AIM OF THE EXERCISE: List each line of the records below that contains the word "with".

------------------------------

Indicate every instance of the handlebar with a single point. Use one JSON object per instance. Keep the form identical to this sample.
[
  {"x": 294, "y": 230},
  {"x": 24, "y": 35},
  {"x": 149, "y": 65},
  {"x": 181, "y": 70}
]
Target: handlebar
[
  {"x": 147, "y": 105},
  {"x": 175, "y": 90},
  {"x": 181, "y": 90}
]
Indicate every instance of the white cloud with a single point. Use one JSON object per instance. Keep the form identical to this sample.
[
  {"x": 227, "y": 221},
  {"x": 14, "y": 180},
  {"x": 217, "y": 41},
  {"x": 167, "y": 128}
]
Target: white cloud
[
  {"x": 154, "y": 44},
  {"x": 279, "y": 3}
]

------------------------------

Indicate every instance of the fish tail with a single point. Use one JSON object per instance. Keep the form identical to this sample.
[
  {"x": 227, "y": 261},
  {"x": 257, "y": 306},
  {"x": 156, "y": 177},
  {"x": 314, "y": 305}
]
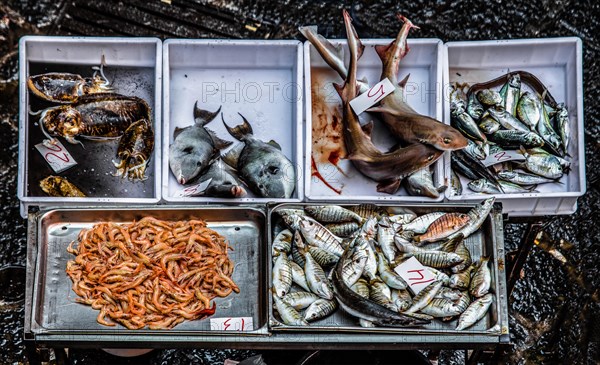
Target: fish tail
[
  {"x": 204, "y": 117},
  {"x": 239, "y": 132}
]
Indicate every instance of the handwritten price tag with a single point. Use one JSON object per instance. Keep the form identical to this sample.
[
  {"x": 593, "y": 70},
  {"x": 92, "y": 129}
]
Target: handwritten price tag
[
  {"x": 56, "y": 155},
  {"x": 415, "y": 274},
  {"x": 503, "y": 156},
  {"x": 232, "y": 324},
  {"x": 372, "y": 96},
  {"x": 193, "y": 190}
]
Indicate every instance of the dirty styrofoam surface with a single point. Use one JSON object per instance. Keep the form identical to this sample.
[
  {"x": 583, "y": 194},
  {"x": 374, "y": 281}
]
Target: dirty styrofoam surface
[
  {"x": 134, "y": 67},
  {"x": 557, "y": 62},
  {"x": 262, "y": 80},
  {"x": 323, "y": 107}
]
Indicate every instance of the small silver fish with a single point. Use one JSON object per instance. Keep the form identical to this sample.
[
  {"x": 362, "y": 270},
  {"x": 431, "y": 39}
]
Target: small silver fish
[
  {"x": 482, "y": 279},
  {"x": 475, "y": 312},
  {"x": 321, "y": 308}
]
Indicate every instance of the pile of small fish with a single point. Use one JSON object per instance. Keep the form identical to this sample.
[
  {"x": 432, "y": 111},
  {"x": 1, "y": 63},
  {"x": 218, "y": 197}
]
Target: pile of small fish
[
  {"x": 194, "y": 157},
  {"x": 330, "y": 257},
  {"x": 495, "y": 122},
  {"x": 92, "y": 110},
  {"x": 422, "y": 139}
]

------------------------------

SOLUTION TO THE EXERCISE:
Indicate every instance of the handlebar with a single point. Use one JSON object per instance. Keep the form identical to this sample.
Indicate every instance of the white cloud with a single point. Use one JSON object per instance. Keep the form identical to this sample.
Indicate every instance of the fish tail with a single point. Use one JSON object per instance. Keep the form identical to this sample.
Indicate every instance of the handwritten price tag with a single point. Use one JSON object per instance. Keep the form identical to this sample.
Indicate every instance of the dirty styrofoam surface with a single point. Use one JSON object per instance. Keep the form identical to this sample.
Indicate every instance of the small silver fish with a single point. Use one JSON object per instance. Keep the form identical to this sample.
Indicate every instance of the pile of small fish with a single point. Use one JSON object per instance. Keep the form identical to this sample.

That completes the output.